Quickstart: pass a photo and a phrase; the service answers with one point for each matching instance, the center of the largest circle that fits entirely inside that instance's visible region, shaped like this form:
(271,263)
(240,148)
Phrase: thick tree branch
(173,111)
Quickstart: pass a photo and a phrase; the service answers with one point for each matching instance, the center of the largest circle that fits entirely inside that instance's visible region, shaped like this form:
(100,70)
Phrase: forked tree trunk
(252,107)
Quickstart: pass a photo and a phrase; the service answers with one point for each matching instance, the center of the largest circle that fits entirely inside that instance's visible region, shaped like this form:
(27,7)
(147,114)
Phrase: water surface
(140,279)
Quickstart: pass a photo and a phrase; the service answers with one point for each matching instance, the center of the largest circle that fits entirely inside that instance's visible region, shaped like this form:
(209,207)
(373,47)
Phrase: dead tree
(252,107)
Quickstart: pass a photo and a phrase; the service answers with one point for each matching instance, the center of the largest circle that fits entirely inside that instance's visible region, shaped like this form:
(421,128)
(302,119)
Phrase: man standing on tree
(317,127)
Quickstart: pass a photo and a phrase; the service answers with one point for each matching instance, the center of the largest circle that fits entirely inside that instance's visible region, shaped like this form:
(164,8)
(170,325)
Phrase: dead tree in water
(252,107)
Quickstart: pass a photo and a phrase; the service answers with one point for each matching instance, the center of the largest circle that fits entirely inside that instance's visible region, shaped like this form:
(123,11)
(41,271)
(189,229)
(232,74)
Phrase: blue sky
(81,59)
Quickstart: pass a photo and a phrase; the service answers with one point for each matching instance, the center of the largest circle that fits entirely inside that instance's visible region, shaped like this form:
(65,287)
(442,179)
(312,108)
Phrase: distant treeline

--- Problem ---
Nothing but the lines from the one holding "Phrase: blue sky" through the last line of the data may be output, and each must match exactly.

--- Written response ---
Phrase: blue sky
(81,59)
Quickstart: pass a photo and a phrase; the service answers with one point for each matching instance, the center of the largest circle that fits entirely inside that instance's visible region, shaped like this form:
(65,287)
(442,179)
(312,108)
Phrase: distant treeline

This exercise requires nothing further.